Le lecteur, lui, découvre des personnages uniques, des éléments
particuliers qui rendent l’histoire racontée par Nassira Belloula de
plus en plus intéressante à lire. Surtout que l’intrigue est bien
construite.
Car «quelqu’un avait tué Zana. Mais qui ? Un client ? Un amoureux fou ?
Un bandit?» Zwina se posait toutes ces questions. Elle savait aussi
qu’elle avait besoin de se venger «pour continuer à vivre comme
autrefois, et du sang de Meddough pour continuer à vivre. Les morts
s’allongeaient et elle devait vivre. Elle n’était pas femme à subir sans
réagir, son doux frère l’avait obligée à regarder pendant qu’il
égorgeait un homme, sa destinée était tracée». Zwina se marie juste le
temps d’assouvir sa vengeance et, «un matin d’octobre 1851, mettait au
monde sa petite fille Tafsut».
Le deuxième volet (ou chapitre) consacré à Tafsut s’ouvre : «Village de
Tagoust, les Aurès, un jour de printemps de l’année 1854». Le printemps
encore et toujours, malgré «l’horreur vécue ; les bastonnades, les
décapitations et les enfumades».
Le printemps en dépit de la «malédiction» qui poursuit Zwina, «ce sang
de l’égorgé sur ses pieds, incrusté dans ses ongles à jamais». Elle
devient la «femme belle et courageuse (qui) sillonnait les montagnes sur
son mulet blanc, servant de guide aux étrangers...»
Les années passèrent. «Sur les rives de l’oued Maâfa, 1870», Zwina et sa
petite-fille Yélli (troisième chapitre) «née en 1866, quelques mois
après l’horrible invasion des sauterelles». Yélli qui, plus tard, allait
aimer un jeune homme d’une tribu rivale. Elle avait osé transgresser une
loi sacrée.

_Objectif visé_
Répondez aux questions suivantes d'après l'extrait ci-dessus :
1. Quand Tafsut est-elle mise au monde ?
2. En quel lieu s'ouvre le deuxième volet consacré à Tafsut ?
3. En quelle année naît Yélli ?

_Lignes de données_
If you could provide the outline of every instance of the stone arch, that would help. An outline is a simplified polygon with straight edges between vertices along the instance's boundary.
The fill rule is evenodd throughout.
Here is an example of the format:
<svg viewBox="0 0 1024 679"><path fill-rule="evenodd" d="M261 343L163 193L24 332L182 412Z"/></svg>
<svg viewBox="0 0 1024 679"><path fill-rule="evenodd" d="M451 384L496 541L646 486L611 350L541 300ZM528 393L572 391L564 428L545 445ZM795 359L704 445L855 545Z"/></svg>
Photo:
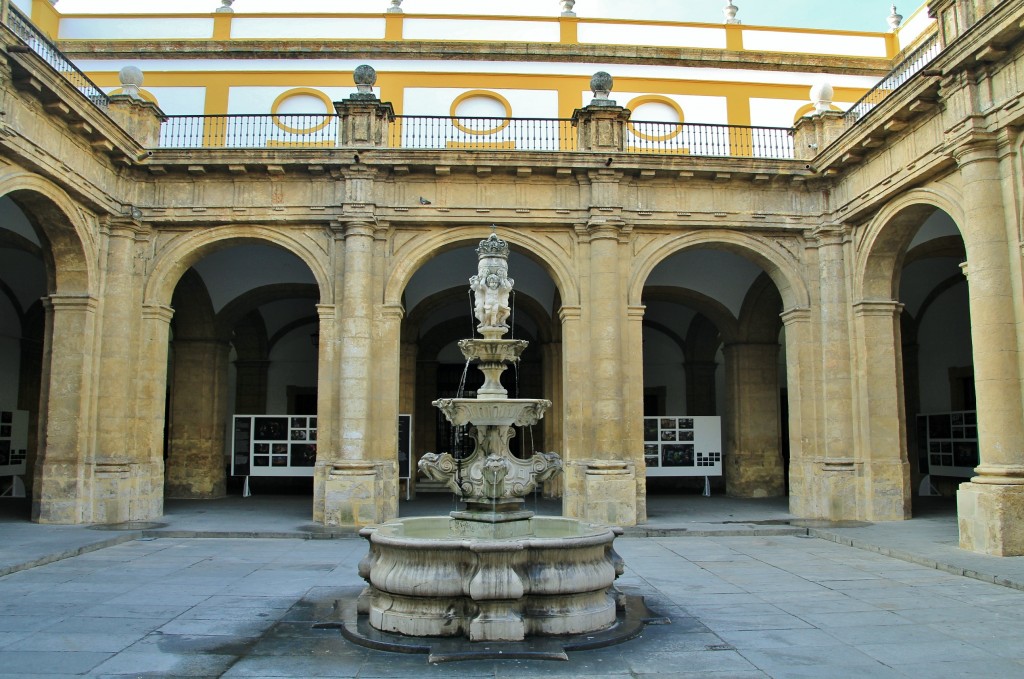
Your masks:
<svg viewBox="0 0 1024 679"><path fill-rule="evenodd" d="M88 217L63 189L35 174L0 175L0 197L25 213L44 247L49 294L85 294L96 280L95 240Z"/></svg>
<svg viewBox="0 0 1024 679"><path fill-rule="evenodd" d="M776 342L782 329L782 319L779 316L781 306L782 299L771 279L766 273L755 279L739 309L740 341L765 344Z"/></svg>
<svg viewBox="0 0 1024 679"><path fill-rule="evenodd" d="M316 286L305 283L272 283L242 293L217 312L221 332L229 333L236 324L254 309L280 299L317 299Z"/></svg>
<svg viewBox="0 0 1024 679"><path fill-rule="evenodd" d="M683 234L660 242L638 256L629 279L629 303L638 304L651 271L672 255L691 249L716 249L731 252L758 264L771 278L782 297L783 308L810 305L807 286L800 272L800 262L783 247L736 231L708 229Z"/></svg>
<svg viewBox="0 0 1024 679"><path fill-rule="evenodd" d="M423 322L428 319L432 313L439 309L449 306L454 299L457 297L465 297L469 293L469 286L464 288L449 288L446 290L439 290L432 295L428 295L426 298L420 300L416 305L416 308L409 312L406 316L406 322L402 324L402 341L412 342L416 340L413 333L417 332ZM517 293L515 296L515 303L522 307L526 314L535 321L538 327L537 339L541 342L552 341L552 331L549 327L551 322L551 314L548 313L544 305L523 293ZM466 333L471 333L473 327L476 325L476 321L469 321L472 317L472 305L467 302L466 314L467 320L464 322ZM509 319L511 323L511 319ZM468 336L468 335L467 335Z"/></svg>
<svg viewBox="0 0 1024 679"><path fill-rule="evenodd" d="M671 286L647 286L643 291L644 301L671 302L689 306L697 313L700 313L718 330L723 342L733 342L736 338L738 328L736 319L732 315L725 304L708 297L703 293L683 288L673 288Z"/></svg>
<svg viewBox="0 0 1024 679"><path fill-rule="evenodd" d="M857 247L854 300L895 299L907 245L925 218L936 208L956 224L965 244L963 200L953 190L930 186L913 188L891 201L867 224ZM968 246L968 251L970 247Z"/></svg>
<svg viewBox="0 0 1024 679"><path fill-rule="evenodd" d="M511 230L502 239L510 246L518 247L517 253L529 257L548 272L555 283L555 290L564 305L573 306L580 303L580 289L575 274L566 264L571 256L564 251L559 252L552 243L536 236ZM445 230L425 237L410 250L395 253L395 265L384 285L384 304L401 304L401 295L413 275L420 270L431 257L469 245L476 245L490 236L490 226L472 226L458 230ZM468 275L468 274L467 274Z"/></svg>
<svg viewBox="0 0 1024 679"><path fill-rule="evenodd" d="M217 250L237 245L278 246L295 255L305 262L316 280L321 303L333 303L331 277L326 268L327 256L316 253L291 234L259 225L221 226L172 241L154 261L153 273L145 286L145 303L168 304L178 281L193 264Z"/></svg>

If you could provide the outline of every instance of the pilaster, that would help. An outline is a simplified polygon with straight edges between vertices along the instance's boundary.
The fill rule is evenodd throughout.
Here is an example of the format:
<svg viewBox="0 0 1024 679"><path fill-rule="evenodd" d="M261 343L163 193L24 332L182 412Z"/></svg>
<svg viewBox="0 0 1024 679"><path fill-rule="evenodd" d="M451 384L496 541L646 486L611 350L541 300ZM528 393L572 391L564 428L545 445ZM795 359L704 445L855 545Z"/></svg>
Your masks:
<svg viewBox="0 0 1024 679"><path fill-rule="evenodd" d="M817 498L817 346L809 308L786 309L785 374L790 411L790 512L813 516Z"/></svg>
<svg viewBox="0 0 1024 679"><path fill-rule="evenodd" d="M778 344L728 344L725 366L726 493L737 498L781 496L785 479L778 450Z"/></svg>
<svg viewBox="0 0 1024 679"><path fill-rule="evenodd" d="M995 140L983 136L954 151L965 198L981 457L956 501L961 547L1010 556L1024 554L1024 409L1020 262L1012 261L1019 258L1016 227L1006 219L999 157Z"/></svg>
<svg viewBox="0 0 1024 679"><path fill-rule="evenodd" d="M141 350L141 291L139 262L148 242L148 229L124 217L109 217L100 225L105 240L101 324L99 330L94 504L91 521L120 523L156 518L162 510L163 464L150 458L137 442L150 426L133 402L143 370Z"/></svg>
<svg viewBox="0 0 1024 679"><path fill-rule="evenodd" d="M894 300L853 305L858 374L858 460L863 464L861 517L910 518L910 468L906 450L902 346Z"/></svg>
<svg viewBox="0 0 1024 679"><path fill-rule="evenodd" d="M32 520L39 523L91 521L93 376L99 303L90 295L43 299L42 432L33 479Z"/></svg>

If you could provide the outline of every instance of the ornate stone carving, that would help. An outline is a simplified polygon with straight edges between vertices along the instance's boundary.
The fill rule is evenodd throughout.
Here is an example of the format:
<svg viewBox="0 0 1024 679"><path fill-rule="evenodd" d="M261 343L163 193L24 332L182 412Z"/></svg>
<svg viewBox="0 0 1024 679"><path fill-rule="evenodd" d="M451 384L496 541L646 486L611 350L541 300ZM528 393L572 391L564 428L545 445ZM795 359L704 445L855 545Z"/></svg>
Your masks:
<svg viewBox="0 0 1024 679"><path fill-rule="evenodd" d="M889 22L890 31L895 31L903 23L903 15L896 11L896 5L893 5L892 12L886 17L886 20Z"/></svg>
<svg viewBox="0 0 1024 679"><path fill-rule="evenodd" d="M498 338L508 331L506 321L512 313L509 293L515 281L508 277L508 243L492 234L476 248L476 275L469 279L473 290L473 313L480 322L477 330L487 338ZM496 332L500 331L500 332Z"/></svg>

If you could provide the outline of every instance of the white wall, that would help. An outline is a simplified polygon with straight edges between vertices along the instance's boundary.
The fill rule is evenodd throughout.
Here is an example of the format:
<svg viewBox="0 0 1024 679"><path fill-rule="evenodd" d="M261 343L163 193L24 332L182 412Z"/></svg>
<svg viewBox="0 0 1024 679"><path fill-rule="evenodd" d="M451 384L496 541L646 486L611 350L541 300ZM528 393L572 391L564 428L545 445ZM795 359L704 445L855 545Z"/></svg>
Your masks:
<svg viewBox="0 0 1024 679"><path fill-rule="evenodd" d="M0 295L0 408L16 409L20 376L22 324L6 295Z"/></svg>
<svg viewBox="0 0 1024 679"><path fill-rule="evenodd" d="M296 328L274 344L267 371L267 413L288 412L289 386L316 386L316 347L309 339L315 330L314 325Z"/></svg>
<svg viewBox="0 0 1024 679"><path fill-rule="evenodd" d="M949 368L973 363L967 285L950 288L929 306L921 320L918 344L921 412L947 412Z"/></svg>

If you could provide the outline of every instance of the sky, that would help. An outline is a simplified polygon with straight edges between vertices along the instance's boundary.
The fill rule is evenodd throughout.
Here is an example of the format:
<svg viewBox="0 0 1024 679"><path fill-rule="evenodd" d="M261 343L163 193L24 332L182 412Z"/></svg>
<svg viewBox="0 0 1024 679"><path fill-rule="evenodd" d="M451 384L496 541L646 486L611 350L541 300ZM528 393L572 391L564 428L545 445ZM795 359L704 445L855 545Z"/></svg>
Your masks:
<svg viewBox="0 0 1024 679"><path fill-rule="evenodd" d="M909 17L926 0L896 0ZM725 0L577 0L582 18L636 18L718 24ZM736 18L751 26L788 26L847 31L888 30L892 0L733 0ZM383 12L389 0L234 0L236 12ZM220 0L58 0L62 13L209 12ZM287 8L283 8L287 7ZM408 13L529 14L560 12L558 0L403 0Z"/></svg>

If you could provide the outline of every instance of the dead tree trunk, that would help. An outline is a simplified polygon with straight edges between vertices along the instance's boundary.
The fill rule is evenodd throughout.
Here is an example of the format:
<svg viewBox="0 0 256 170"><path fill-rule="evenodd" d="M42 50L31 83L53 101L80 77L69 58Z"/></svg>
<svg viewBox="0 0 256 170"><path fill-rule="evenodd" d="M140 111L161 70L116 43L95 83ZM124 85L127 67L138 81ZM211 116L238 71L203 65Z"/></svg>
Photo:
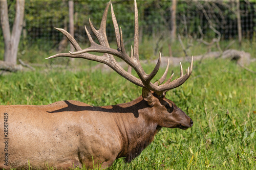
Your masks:
<svg viewBox="0 0 256 170"><path fill-rule="evenodd" d="M25 0L16 0L15 16L11 31L7 0L0 1L1 21L5 43L4 61L13 65L17 64L17 54L23 28L25 3Z"/></svg>
<svg viewBox="0 0 256 170"><path fill-rule="evenodd" d="M172 0L172 7L170 7L170 23L172 25L172 30L170 31L170 37L172 42L173 42L176 38L176 0Z"/></svg>

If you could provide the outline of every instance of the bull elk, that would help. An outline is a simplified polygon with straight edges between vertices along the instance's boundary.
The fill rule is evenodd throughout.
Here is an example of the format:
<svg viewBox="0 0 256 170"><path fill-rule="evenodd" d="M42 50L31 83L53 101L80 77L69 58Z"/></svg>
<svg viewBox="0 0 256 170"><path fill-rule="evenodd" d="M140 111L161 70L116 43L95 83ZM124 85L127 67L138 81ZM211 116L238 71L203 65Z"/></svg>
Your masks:
<svg viewBox="0 0 256 170"><path fill-rule="evenodd" d="M181 64L180 77L171 81L173 74L165 82L169 63L163 75L156 83L151 81L161 63L161 53L153 71L146 74L139 59L138 10L135 1L134 44L131 56L124 47L122 30L117 24L110 2L105 9L99 30L89 19L91 29L99 44L85 29L91 43L81 48L66 31L62 33L76 49L74 53L57 54L47 59L58 57L81 58L109 65L120 75L142 87L142 95L132 102L114 106L94 107L75 101L57 102L44 106L13 105L0 106L0 169L28 167L56 169L74 166L91 167L93 163L105 168L117 159L125 157L130 162L153 140L162 127L187 129L193 122L172 101L165 98L166 92L182 84L192 71L193 58L187 72L183 75ZM111 14L116 39L117 49L110 47L106 35L108 11ZM88 53L97 52L101 56ZM117 56L129 65L125 71L116 62ZM139 77L131 74L132 67Z"/></svg>

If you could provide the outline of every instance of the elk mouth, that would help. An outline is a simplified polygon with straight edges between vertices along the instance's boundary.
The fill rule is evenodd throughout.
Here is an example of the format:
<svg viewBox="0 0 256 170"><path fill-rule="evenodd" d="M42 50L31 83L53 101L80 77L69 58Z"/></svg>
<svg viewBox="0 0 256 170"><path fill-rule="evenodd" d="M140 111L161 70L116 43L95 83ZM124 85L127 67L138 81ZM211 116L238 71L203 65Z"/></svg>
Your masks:
<svg viewBox="0 0 256 170"><path fill-rule="evenodd" d="M188 127L187 126L182 126L181 125L180 125L180 126L179 126L177 128L181 129L182 130L186 130L186 129L188 129L188 128L190 128L190 127Z"/></svg>

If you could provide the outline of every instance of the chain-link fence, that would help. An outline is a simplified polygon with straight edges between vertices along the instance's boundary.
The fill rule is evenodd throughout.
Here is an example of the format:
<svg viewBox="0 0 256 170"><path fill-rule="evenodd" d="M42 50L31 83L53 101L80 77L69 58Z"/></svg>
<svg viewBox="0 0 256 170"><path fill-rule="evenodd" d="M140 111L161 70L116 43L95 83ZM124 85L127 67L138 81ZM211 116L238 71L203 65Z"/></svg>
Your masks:
<svg viewBox="0 0 256 170"><path fill-rule="evenodd" d="M89 19L91 18L95 27L98 28L108 1L73 2L75 38L79 42L87 42L84 25L89 27ZM240 1L238 8L237 1L177 0L175 9L173 2L173 0L137 1L141 38L170 38L174 28L172 15L174 13L176 33L180 35L198 38L203 34L205 38L211 39L220 33L223 39L236 39L240 23L243 38L252 39L255 36L256 6L253 2ZM131 40L134 29L134 1L119 0L112 3L124 38ZM106 31L111 41L115 40L115 35L110 11ZM12 16L9 15L10 18ZM54 28L64 28L69 31L69 20L68 1L27 0L20 42L28 45L39 43L50 44L52 47L57 46L63 35ZM11 25L12 19L10 22ZM0 36L3 36L2 31L0 32Z"/></svg>

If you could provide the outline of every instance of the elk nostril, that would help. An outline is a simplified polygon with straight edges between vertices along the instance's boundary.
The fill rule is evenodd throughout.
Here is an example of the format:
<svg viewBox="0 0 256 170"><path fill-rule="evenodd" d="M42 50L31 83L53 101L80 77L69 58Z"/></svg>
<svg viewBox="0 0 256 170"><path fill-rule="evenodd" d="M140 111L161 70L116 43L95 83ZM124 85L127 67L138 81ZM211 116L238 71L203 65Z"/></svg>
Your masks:
<svg viewBox="0 0 256 170"><path fill-rule="evenodd" d="M190 125L191 125L191 127L192 127L192 126L193 126L193 120L192 120L192 119L190 118Z"/></svg>

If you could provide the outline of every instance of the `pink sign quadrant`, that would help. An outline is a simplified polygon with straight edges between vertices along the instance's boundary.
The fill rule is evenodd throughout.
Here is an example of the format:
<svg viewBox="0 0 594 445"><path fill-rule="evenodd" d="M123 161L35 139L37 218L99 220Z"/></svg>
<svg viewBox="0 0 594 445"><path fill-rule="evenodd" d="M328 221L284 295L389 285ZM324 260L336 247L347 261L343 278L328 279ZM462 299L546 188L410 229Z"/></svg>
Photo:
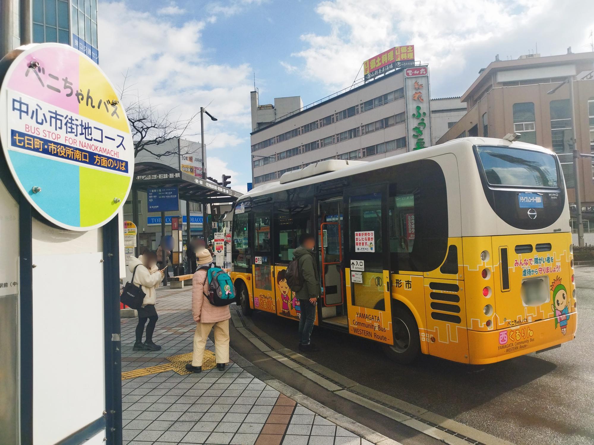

_Corrigé_
1. Un matin d'octobre 1851.
2. Au village de Tagoust, dans les Aurès.
3. En 1866.